What to produce: Which lines in the material below contain the string "rock"? Return every such line in full.

[Extracts from a box-labeled dataset]

· · · · · · ·

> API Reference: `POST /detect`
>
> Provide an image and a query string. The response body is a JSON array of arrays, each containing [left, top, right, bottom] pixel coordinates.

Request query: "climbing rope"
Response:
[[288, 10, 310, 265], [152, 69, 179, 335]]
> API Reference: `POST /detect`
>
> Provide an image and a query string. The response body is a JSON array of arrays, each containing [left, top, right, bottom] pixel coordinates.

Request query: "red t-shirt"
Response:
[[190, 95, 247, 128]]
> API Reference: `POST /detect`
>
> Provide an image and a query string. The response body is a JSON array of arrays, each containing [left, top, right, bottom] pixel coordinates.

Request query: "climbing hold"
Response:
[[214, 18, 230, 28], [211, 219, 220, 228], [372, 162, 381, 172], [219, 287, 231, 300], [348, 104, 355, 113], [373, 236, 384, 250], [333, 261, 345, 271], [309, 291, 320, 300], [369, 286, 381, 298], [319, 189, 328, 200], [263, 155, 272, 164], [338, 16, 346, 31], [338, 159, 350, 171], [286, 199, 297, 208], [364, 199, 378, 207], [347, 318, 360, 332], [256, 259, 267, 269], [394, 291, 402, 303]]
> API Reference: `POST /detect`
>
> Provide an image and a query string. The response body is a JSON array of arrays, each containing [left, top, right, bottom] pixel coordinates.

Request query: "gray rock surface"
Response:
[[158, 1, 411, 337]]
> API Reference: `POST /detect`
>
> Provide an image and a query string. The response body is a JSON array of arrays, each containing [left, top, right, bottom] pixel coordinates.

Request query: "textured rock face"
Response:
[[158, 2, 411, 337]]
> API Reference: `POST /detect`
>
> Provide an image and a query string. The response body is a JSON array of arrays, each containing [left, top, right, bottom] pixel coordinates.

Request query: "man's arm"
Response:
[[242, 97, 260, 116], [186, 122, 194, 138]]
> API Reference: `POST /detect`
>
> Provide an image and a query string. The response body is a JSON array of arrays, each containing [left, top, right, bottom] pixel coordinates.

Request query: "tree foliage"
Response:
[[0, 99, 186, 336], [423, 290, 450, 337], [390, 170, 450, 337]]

· · · · · · ·

Solution for this task:
Request query: "gray rock surface"
Request query: "textured rock face"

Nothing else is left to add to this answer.